● Work required: Word for word, repeat every entry that appears below.

● Records for the exercise:
+++
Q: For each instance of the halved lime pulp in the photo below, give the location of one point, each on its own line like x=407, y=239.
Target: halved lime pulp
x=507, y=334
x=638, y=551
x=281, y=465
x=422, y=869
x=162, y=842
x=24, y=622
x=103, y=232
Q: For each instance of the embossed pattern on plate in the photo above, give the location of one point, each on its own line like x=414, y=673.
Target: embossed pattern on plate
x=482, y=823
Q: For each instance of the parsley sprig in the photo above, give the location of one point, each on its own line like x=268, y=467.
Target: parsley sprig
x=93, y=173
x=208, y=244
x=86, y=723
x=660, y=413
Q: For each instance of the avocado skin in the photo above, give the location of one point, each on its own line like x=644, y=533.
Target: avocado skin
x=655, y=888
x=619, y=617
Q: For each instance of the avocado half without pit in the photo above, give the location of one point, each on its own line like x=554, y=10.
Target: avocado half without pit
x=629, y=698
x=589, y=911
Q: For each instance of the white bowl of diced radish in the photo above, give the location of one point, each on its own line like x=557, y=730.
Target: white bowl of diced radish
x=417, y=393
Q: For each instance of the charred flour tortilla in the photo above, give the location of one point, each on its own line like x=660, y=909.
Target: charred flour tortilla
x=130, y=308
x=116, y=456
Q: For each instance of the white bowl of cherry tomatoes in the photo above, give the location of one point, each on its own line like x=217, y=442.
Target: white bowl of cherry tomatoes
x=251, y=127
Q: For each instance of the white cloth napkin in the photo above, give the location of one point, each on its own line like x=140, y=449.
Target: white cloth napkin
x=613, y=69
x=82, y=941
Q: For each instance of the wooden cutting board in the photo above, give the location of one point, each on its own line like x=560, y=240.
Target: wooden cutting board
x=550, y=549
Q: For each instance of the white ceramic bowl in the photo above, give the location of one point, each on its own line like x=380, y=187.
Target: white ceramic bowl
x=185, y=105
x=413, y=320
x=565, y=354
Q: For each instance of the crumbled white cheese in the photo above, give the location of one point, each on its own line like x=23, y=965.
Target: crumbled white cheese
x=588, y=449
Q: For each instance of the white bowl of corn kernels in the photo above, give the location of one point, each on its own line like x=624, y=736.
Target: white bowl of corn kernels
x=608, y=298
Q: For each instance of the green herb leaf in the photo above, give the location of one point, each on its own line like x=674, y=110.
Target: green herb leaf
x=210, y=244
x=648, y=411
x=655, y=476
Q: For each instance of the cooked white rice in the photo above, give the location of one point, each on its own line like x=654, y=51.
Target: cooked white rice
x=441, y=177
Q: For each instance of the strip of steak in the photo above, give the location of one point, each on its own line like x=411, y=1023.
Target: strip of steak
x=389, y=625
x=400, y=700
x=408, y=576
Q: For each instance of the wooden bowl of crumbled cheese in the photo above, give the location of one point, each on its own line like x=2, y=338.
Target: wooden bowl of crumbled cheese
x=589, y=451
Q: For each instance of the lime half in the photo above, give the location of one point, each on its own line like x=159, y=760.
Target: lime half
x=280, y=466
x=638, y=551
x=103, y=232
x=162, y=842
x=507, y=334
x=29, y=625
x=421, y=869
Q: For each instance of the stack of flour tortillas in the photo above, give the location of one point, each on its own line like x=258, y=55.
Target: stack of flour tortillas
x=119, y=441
+++
● Your solution:
Q: For each instance of the halved lime pulp in the photo below, give the location of one point, each on its own line like x=407, y=239.
Target: halved lime pulp
x=507, y=334
x=638, y=551
x=281, y=465
x=422, y=869
x=162, y=842
x=24, y=622
x=103, y=232
Q: For each instance of the embossed pattern on plate in the photo above, give the location of one point, each on its own line like x=414, y=673.
Target: embossed pattern on plate
x=482, y=823
Q: For each instance of the parsley sprig in the photo above, give the location of one point, each on its own line like x=268, y=467.
Target: parsley sprig
x=93, y=173
x=208, y=244
x=86, y=723
x=660, y=413
Q: For each instance of the avocado skin in the photo above, give the location of one point, each on its own line like x=644, y=533.
Target: avocado skin
x=655, y=888
x=619, y=617
Q: For each instance of the avocado half without pit in the photo above, give the location of one point, each on its own line like x=554, y=10.
Target: avocado half without pit
x=629, y=698
x=589, y=911
Q: For each instance of the white bowl of diced radish in the photo above, give the location of one point, each on its own line like x=557, y=730.
Target: white bowl of diced radish
x=417, y=393
Q: For each instance of the charred flour tortilla in the photo above, give the location of one point, each on its own line like x=660, y=909.
Target: charred flour tortilla
x=130, y=308
x=116, y=456
Q: For each instance of the white bowl of cherry tomatoes in the photo above, give the location of one point, each on its own line like x=217, y=442.
Target: white bowl of cherry tomatoes
x=251, y=127
Q: For each instance of the white cloth napkin in the photo above, give the location of one point, each on its own line like x=140, y=449.
Target: white cloth napkin
x=613, y=69
x=82, y=941
Q: For each instance of the wooden cutting board in the photo above, give the location of one point, each on its own line like x=560, y=240.
Target: wooden cutting board
x=550, y=549
Q: For each instance of the white ceramic bowl in the photo above, give the location of one point, each on its own line like x=380, y=187.
Target: white ceramic bowl
x=185, y=105
x=413, y=320
x=565, y=354
Q: For each instance of the crumbled white cheese in the photo above, give the location of one point, each on its own line like x=23, y=965.
Target: crumbled white cheese
x=588, y=449
Q: For each instance of the white bowl of corn kernels in the photo above, give the location of one point, each on its own line like x=624, y=736.
Target: white bowl of corn kernels
x=608, y=298
Q: For each instance of the green herb leaf in the photo above, give the location of one point, each on its own line like x=674, y=110.
Target: green herb leaf
x=210, y=244
x=648, y=411
x=655, y=476
Q: For each instance of the cooked white rice in the photo above, give the location of one point, each on its own line like x=654, y=51.
Target: cooked white rice
x=441, y=177
Q: For each instance of the strip of steak in the photo above, give the location of one point, each on its own line like x=411, y=1023.
Target: strip of steak
x=389, y=625
x=400, y=700
x=408, y=576
Q: For each instance of the wooden bowl of crumbled cheese in the photo above, give the location of one point, each on its own line like x=2, y=338.
Target: wooden bowl of crumbled cheese
x=589, y=451
Q: For each instance of the lime half in the photo above, give the location of one point, each on its own line like x=159, y=760.
Target: lime half
x=280, y=466
x=638, y=551
x=103, y=232
x=162, y=842
x=507, y=334
x=29, y=625
x=421, y=869
Q: For each instance of the stack of flour tortillas in the photo above, give the location of one point, each on its own line like x=258, y=55.
Target: stack of flour tortillas
x=119, y=441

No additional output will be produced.